▶ _Exercise aim_
Update all of the data below by replacing every "Segment" with "Outline" and keeping everything else the same. Leave the pictures out of your answer.

▶ _Exercise data_

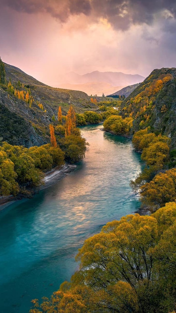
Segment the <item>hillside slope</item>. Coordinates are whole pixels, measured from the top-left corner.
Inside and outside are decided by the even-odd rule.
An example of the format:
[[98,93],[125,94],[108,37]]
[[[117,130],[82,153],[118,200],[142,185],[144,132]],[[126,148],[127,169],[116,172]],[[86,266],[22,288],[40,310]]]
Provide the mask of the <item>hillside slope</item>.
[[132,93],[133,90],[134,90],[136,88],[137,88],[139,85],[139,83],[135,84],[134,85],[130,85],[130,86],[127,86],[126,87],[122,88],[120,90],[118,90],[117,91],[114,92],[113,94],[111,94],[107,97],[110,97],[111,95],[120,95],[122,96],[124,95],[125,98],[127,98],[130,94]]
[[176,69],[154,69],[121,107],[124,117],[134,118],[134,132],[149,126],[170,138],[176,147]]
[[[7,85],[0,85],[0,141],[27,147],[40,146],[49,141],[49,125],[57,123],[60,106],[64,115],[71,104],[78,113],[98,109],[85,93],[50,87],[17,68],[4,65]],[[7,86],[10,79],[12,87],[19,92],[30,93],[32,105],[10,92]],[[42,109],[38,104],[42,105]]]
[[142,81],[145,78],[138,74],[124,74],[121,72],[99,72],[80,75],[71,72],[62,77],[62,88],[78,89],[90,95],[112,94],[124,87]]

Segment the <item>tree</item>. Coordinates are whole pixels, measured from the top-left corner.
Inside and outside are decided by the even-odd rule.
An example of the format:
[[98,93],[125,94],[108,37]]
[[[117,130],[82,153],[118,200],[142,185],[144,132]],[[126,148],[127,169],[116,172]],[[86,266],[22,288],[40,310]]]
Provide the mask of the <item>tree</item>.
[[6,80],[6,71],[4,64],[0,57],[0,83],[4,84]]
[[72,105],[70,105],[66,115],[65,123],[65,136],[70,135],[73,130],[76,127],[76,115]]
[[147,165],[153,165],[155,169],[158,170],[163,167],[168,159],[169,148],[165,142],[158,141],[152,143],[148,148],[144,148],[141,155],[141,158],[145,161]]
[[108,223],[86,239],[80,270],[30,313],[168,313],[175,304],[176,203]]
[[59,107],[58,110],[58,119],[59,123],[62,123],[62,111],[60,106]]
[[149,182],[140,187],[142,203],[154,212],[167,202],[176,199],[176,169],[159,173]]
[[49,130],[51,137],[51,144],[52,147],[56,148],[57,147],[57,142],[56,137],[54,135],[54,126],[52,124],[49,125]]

▶ _Result_
Outline the <item>hillside slope</item>. Coordinates are whole pixels, measured from the top-left corner.
Inside and outside are decided by the even-odd rule.
An example of the format:
[[98,93],[125,94],[108,37]]
[[[117,130],[82,153],[118,200],[142,185],[144,132]],[[126,148],[127,169],[116,172]],[[86,266],[22,288],[40,310]]]
Provide the mask of the <item>hillside slope</item>.
[[132,93],[133,90],[134,90],[136,88],[137,88],[139,85],[139,83],[135,84],[134,85],[130,85],[130,86],[127,86],[126,87],[122,88],[120,90],[118,90],[117,91],[114,92],[113,94],[111,94],[107,97],[110,97],[111,95],[120,95],[122,96],[124,95],[125,98],[127,98],[130,94]]
[[176,69],[154,69],[121,107],[124,117],[134,118],[134,132],[149,126],[170,138],[176,147]]
[[[7,85],[0,85],[0,141],[27,147],[40,146],[49,141],[49,125],[57,123],[60,106],[64,115],[71,104],[78,113],[98,109],[85,93],[50,87],[17,68],[4,65]],[[7,86],[10,79],[12,87],[19,92],[30,93],[32,105],[10,92]],[[42,109],[38,104],[42,105]]]
[[142,81],[145,78],[138,74],[124,74],[121,72],[99,72],[80,75],[71,72],[62,77],[62,88],[78,89],[90,95],[112,94],[124,87]]

Outline the <item>tree</item>. Coordinates are whole pixels, measured from the top-left corner.
Inside and outside are decided by the even-odd rule.
An example of the format:
[[98,93],[125,94],[108,37]]
[[[117,130],[82,153],[118,200],[142,185],[144,132]],[[126,148],[127,169],[116,172]],[[86,266],[22,288],[40,310]]]
Provide the mask of the <item>tree</item>.
[[6,80],[6,71],[4,64],[0,57],[0,83],[4,84]]
[[72,105],[70,105],[66,115],[65,123],[65,136],[70,135],[73,130],[76,127],[76,115]]
[[147,165],[153,165],[155,169],[158,170],[163,167],[168,159],[169,148],[165,142],[158,141],[152,143],[148,148],[144,148],[141,155],[141,158],[145,161]]
[[108,223],[86,239],[80,270],[30,313],[168,313],[175,304],[176,203]]
[[59,107],[58,110],[58,119],[59,123],[62,123],[62,111],[60,106]]
[[149,182],[140,187],[142,203],[154,212],[167,202],[176,199],[176,169],[159,173]]
[[49,130],[51,137],[51,144],[52,147],[56,148],[57,147],[57,142],[56,137],[54,135],[54,126],[52,124],[49,125]]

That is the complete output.